*Selected extract:*
Construction of the Los Angeles Aqueduct

Abstract

The first Owen River Los Angeles aqueduct was one of the greatest fabricated landmarks of the 20th century. The magnificent structure has served the city of Los Angeles for over one century.

This paper examines the events that led to the need to construct the aqueduct, the process of construction, and the outcomes of the project. The paper analyses both the successes and the failures of the project. The project sufficiently supplied water for LA for over 50 years. The paper concludes by remarking how the project would have been made better in the current century.

Introduction

Los Angeles is a city located in California in the United States. The climatic condition of the region where the city is located in semi-arid. The population growth of Los Angeles in the 20th century was massive (American Society of Civil Engineers par. 1). Several resources were strained by this sporadic population growth. Water was one of the resources that were seriously strained during the early years of the 20th century. This demanded the establishment of a water supply project that would ensure the sustainability and growth of the city. In 1904, three great engineers of the early 20th century (J.B. Lippincot, Frederick Eaton, and William Mulholland) developed the First Owens Valley Aqueduct plan (American Society of Civil Engineers par. 1).

They came up with a proposal for developing the 233-mile aqueduct. This aqueduct was to run from River Owens to Los Angeles (LA). The estimated cost of the aqueduct was about $23 million. The citizens of the city approved this project. Construction of the channel immediately commenced. This development was considered one of the greatest technological milestones of that time since it was able to supply huge amounts of water to the city and its environs through the force of gravity (Stansbury 581). Therefore, it was one of the best and most efficient projects ever accomplished in the early 20th century (Caso 102).

*Data extract:*
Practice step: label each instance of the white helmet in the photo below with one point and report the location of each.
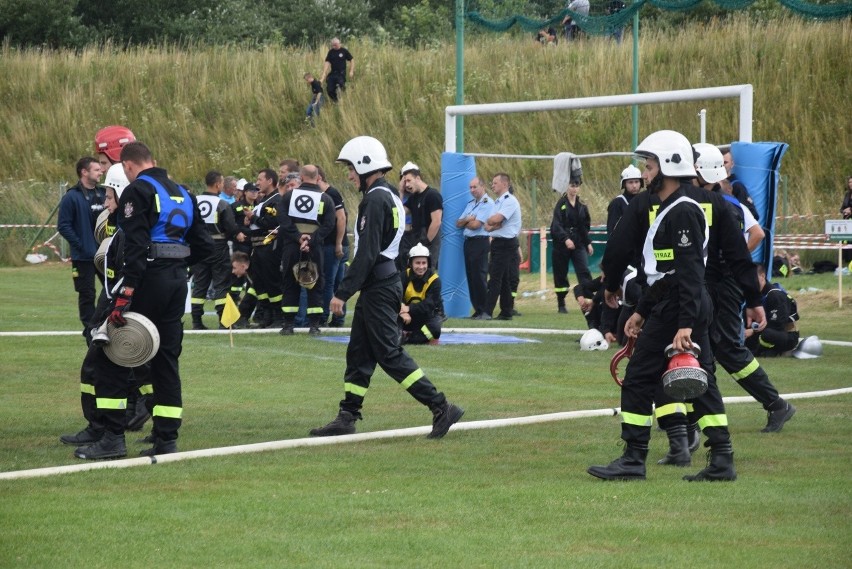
(672, 150)
(409, 166)
(116, 179)
(593, 340)
(808, 348)
(365, 154)
(710, 164)
(418, 250)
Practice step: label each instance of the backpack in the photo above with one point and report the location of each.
(792, 307)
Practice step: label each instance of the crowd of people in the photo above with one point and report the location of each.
(279, 246)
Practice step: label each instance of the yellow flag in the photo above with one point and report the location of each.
(230, 313)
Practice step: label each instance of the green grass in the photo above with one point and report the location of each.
(507, 497)
(238, 110)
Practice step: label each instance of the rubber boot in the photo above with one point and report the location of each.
(343, 424)
(720, 465)
(678, 454)
(111, 445)
(629, 466)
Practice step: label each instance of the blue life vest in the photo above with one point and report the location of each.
(176, 214)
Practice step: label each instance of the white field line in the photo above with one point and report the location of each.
(321, 441)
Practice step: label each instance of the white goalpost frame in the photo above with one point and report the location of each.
(745, 93)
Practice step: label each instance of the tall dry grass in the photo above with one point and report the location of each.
(238, 110)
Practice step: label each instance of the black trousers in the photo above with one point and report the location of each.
(643, 377)
(561, 257)
(502, 272)
(292, 290)
(375, 340)
(215, 271)
(334, 82)
(726, 337)
(83, 274)
(161, 296)
(476, 269)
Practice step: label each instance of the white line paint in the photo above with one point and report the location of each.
(359, 437)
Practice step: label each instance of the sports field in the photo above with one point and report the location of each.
(513, 496)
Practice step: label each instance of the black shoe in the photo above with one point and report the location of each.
(443, 418)
(720, 466)
(140, 417)
(629, 466)
(343, 424)
(87, 436)
(160, 447)
(111, 445)
(776, 418)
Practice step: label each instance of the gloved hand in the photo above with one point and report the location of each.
(122, 305)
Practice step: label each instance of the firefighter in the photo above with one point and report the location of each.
(422, 307)
(163, 233)
(669, 226)
(219, 220)
(306, 217)
(375, 337)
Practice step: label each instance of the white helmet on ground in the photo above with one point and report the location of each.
(593, 340)
(672, 150)
(808, 349)
(710, 164)
(116, 179)
(365, 154)
(418, 250)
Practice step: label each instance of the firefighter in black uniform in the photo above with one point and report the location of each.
(781, 334)
(219, 219)
(163, 233)
(675, 309)
(306, 217)
(421, 313)
(375, 336)
(569, 230)
(265, 268)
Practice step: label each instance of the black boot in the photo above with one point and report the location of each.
(630, 466)
(88, 436)
(678, 454)
(343, 424)
(778, 413)
(111, 445)
(720, 465)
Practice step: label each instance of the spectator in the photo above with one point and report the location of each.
(317, 99)
(78, 211)
(781, 334)
(334, 69)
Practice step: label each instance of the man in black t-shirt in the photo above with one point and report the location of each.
(334, 68)
(317, 98)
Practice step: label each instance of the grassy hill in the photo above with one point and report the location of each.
(238, 110)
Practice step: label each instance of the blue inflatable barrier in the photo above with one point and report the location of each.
(757, 165)
(457, 170)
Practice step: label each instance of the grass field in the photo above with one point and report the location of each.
(507, 497)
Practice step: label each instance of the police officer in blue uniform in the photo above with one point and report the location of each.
(164, 233)
(375, 335)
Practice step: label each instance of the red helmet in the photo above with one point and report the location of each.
(111, 139)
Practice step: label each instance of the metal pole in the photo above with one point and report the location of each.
(460, 73)
(635, 110)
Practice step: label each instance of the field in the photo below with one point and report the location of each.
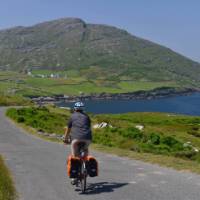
(7, 190)
(70, 82)
(163, 136)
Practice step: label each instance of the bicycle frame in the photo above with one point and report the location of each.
(82, 178)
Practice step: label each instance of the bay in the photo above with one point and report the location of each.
(189, 105)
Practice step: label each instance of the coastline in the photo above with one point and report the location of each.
(157, 93)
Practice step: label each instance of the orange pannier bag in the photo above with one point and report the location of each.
(92, 166)
(73, 166)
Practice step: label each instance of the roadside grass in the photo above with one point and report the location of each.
(167, 139)
(7, 189)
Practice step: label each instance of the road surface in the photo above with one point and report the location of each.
(38, 168)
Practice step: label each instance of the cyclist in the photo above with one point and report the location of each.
(79, 128)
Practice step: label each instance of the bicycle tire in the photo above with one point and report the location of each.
(83, 179)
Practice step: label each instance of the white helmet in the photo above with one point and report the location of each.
(79, 106)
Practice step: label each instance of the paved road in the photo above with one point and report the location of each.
(38, 168)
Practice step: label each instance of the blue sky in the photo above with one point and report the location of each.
(172, 23)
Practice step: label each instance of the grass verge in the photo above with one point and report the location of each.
(7, 189)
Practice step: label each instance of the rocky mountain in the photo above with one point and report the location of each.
(95, 50)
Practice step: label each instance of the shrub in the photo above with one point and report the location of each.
(155, 138)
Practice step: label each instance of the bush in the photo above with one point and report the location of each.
(155, 138)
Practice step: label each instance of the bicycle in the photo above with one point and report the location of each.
(81, 178)
(82, 175)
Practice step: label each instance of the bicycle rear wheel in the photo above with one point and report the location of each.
(83, 178)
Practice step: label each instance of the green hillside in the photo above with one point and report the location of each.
(98, 53)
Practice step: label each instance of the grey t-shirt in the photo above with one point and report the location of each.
(80, 125)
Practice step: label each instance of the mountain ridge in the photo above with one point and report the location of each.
(96, 50)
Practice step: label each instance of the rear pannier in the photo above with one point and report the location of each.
(92, 166)
(73, 166)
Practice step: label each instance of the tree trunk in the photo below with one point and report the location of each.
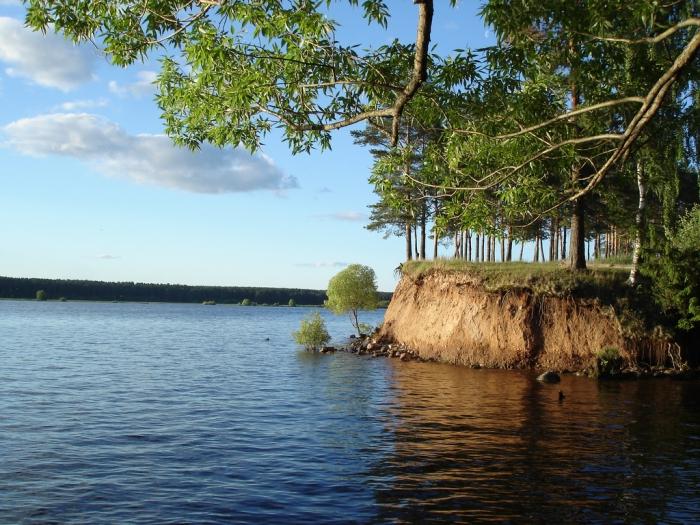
(422, 233)
(509, 252)
(577, 256)
(563, 243)
(415, 235)
(435, 234)
(639, 224)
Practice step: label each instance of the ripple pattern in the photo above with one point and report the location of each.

*What this exercise asks:*
[1] What estimated cost does the essay on the Los Angeles Aqueduct give for the aqueduct?
[2] Rewrite the paragraph of the Los Angeles Aqueduct essay beginning "They came up with a proposal" as a brief bulleted list that keeps its main facts.

*Answers:*
[1] About $23 million.

[2]
- The engineers proposed a 233-mile aqueduct running from River Owens to Los Angeles.
- The estimated cost was about $23 million.
- The city's citizens approved the project, and construction began immediately.
- It was considered one of the greatest technological milestones of its time because it supplied huge amounts of water to the city and its surroundings by gravity.
- It ranked among the best and most efficient projects of the early 20th century.